## The task
Write out again the stretch of the data from the line containing "Put a dot on each instance of the car hood" through the end of the data, requests included, shifting every point coordinate in the answers by -144. Leave the pictures out.

[start of Supplied data]

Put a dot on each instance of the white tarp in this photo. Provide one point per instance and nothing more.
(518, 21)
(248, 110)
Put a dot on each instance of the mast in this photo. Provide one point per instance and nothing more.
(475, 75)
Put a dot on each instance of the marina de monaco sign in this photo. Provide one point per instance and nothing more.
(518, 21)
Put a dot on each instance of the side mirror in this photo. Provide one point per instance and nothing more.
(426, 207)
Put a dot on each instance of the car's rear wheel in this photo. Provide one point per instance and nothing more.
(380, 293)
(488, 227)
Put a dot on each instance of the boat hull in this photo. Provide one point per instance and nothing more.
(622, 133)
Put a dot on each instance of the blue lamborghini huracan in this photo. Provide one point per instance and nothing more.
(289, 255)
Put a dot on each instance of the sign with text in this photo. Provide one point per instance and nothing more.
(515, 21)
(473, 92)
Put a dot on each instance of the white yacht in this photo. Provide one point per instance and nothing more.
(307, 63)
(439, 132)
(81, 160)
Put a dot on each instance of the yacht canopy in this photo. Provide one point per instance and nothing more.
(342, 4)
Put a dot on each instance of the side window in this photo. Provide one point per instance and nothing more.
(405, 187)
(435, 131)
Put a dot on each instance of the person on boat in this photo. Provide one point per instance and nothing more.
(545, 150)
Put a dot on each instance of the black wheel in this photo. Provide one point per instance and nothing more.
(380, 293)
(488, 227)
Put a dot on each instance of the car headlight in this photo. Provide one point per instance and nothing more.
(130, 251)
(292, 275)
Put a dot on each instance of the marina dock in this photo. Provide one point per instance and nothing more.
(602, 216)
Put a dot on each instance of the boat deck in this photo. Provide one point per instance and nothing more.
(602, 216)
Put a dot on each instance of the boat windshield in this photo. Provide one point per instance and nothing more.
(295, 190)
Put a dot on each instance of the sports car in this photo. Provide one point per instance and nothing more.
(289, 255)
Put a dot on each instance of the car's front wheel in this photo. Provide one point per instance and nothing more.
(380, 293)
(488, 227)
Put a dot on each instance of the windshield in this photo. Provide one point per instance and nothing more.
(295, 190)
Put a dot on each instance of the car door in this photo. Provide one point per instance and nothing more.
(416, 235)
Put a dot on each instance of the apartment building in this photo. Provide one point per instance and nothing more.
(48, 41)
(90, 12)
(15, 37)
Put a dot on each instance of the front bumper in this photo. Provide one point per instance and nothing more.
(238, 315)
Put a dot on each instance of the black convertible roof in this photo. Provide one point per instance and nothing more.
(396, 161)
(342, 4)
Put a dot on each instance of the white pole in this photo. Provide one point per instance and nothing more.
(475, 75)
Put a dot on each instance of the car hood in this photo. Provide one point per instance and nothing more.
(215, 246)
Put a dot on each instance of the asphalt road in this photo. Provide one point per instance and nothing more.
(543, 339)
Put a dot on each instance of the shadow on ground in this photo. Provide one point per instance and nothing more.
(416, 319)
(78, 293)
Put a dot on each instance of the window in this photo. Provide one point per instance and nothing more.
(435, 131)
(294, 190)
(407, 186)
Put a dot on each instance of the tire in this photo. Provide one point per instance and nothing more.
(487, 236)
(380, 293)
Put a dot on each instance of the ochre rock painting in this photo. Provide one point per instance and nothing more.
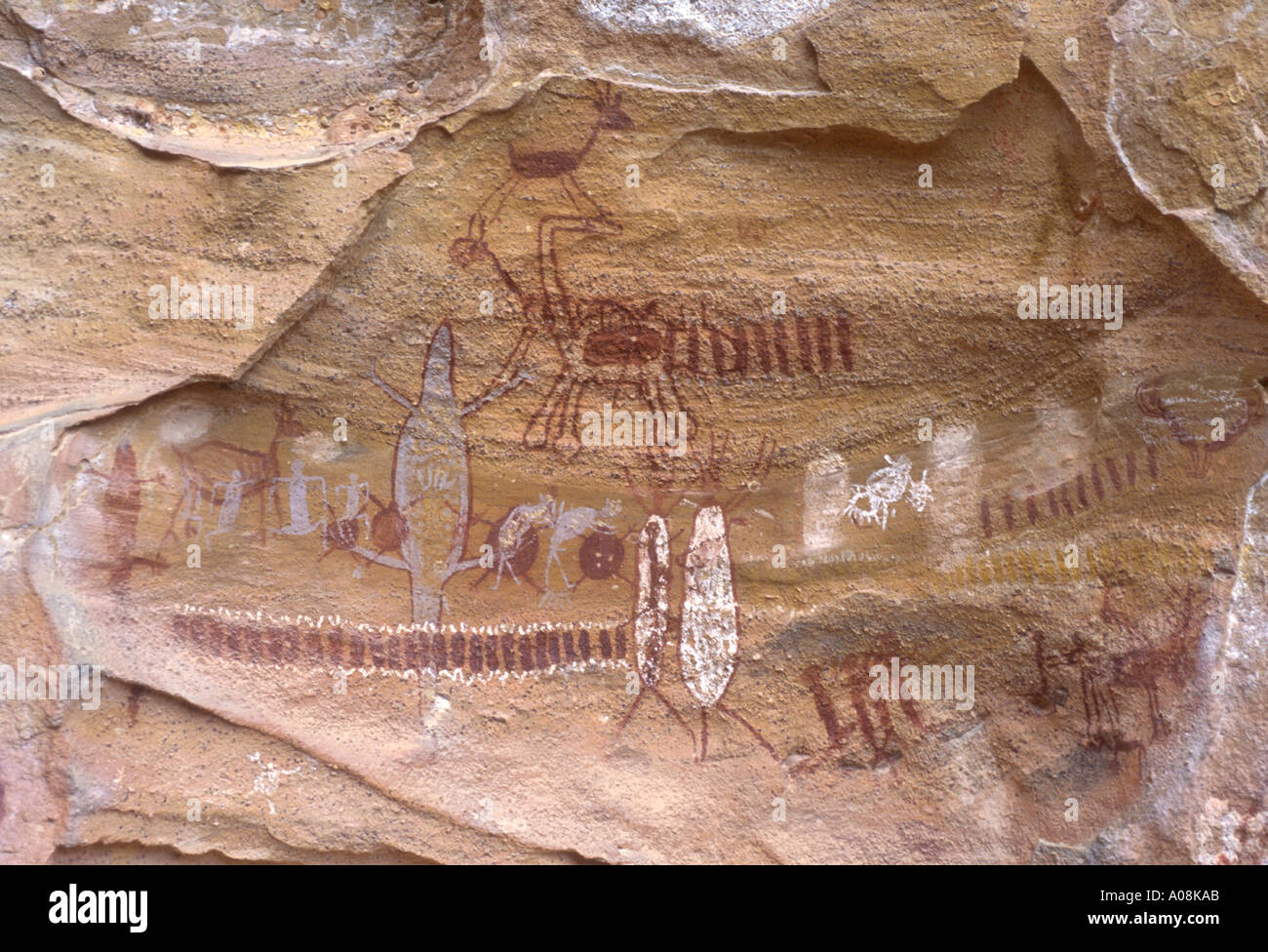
(810, 432)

[end of Supplied data]

## Correct output
Put a dot on each instance of the car hood in this photo. Provide one point per instance and nothing more.
(71, 102)
Put a dot on each instance of the asphalt road in this photo. Provide one point per instance and nothing more.
(399, 195)
Put a dot on each instance of the shadow on ground in this photo. Provide one point per instance and nothing more.
(272, 175)
(-66, 149)
Put a dot on each instance of the window in this photo. Provide one point per instance and nothing more.
(291, -13)
(150, 46)
(263, 42)
Put a dot on each instance of the tire in this photo. Provide one point per instance and nothing more.
(343, 92)
(236, 149)
Put a dot on each instance of the ochre rock painting in this photo. Provide one point per instance and nothing more.
(666, 288)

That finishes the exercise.